--- start of ROWS ---

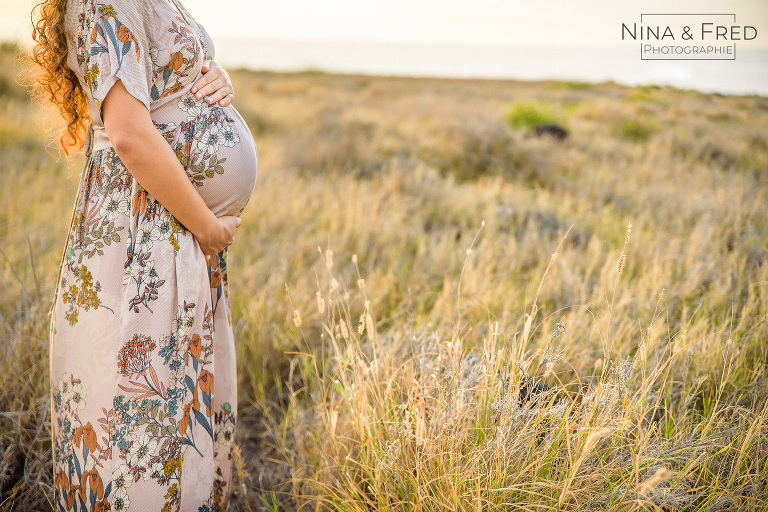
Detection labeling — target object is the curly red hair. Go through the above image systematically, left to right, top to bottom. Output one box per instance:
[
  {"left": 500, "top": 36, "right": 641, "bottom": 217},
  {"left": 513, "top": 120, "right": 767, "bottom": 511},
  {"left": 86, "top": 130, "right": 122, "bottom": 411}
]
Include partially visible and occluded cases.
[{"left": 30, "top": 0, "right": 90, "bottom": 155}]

--- end of ROWS ---
--- start of ROWS ---

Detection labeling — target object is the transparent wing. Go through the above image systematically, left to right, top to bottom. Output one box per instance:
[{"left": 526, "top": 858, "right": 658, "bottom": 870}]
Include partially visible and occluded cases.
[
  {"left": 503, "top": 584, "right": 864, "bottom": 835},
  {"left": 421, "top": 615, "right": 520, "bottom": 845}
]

--- end of ROWS ---
--- start of ROWS ---

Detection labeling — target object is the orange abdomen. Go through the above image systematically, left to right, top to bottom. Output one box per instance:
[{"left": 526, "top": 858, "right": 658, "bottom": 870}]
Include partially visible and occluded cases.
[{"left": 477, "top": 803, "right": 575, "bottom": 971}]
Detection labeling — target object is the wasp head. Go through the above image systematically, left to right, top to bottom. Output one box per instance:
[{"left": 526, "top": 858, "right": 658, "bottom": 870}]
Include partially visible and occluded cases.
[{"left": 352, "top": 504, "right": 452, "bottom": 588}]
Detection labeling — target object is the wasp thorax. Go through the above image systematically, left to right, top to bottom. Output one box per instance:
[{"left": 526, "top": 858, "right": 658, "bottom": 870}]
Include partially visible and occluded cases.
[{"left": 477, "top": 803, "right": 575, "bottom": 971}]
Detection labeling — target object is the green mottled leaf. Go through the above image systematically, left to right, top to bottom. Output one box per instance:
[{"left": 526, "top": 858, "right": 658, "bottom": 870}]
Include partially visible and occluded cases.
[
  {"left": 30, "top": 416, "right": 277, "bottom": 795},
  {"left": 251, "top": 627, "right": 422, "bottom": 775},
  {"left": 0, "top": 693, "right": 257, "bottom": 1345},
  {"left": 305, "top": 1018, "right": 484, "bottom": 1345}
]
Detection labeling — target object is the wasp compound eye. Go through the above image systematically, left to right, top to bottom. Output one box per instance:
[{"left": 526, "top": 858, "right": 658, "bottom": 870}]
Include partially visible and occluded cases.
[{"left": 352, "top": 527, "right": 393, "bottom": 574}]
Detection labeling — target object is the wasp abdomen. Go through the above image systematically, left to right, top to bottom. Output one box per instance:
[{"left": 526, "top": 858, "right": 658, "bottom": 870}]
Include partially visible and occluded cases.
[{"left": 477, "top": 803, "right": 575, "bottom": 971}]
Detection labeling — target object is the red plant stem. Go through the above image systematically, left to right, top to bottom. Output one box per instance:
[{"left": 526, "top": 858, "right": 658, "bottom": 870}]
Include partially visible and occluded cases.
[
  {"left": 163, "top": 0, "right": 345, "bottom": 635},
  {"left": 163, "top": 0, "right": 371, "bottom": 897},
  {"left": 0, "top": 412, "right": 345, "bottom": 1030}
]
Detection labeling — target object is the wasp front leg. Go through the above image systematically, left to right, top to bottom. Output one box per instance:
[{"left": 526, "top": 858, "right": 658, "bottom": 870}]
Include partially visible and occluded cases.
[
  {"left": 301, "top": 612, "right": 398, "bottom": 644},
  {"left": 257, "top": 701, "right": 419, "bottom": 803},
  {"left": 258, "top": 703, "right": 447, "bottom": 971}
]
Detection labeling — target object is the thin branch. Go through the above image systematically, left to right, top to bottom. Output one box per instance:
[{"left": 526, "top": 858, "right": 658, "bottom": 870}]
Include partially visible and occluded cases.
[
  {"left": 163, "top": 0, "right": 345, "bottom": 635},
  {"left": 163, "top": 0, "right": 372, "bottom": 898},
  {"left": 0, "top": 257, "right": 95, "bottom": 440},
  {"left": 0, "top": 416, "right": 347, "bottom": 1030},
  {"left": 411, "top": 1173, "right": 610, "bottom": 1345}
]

--- end of ROWS ---

### TO DO
Count the lines of the records above that contain the string "abdomen" with case taken into account. Reply with the number only.

### TASK ANSWER
2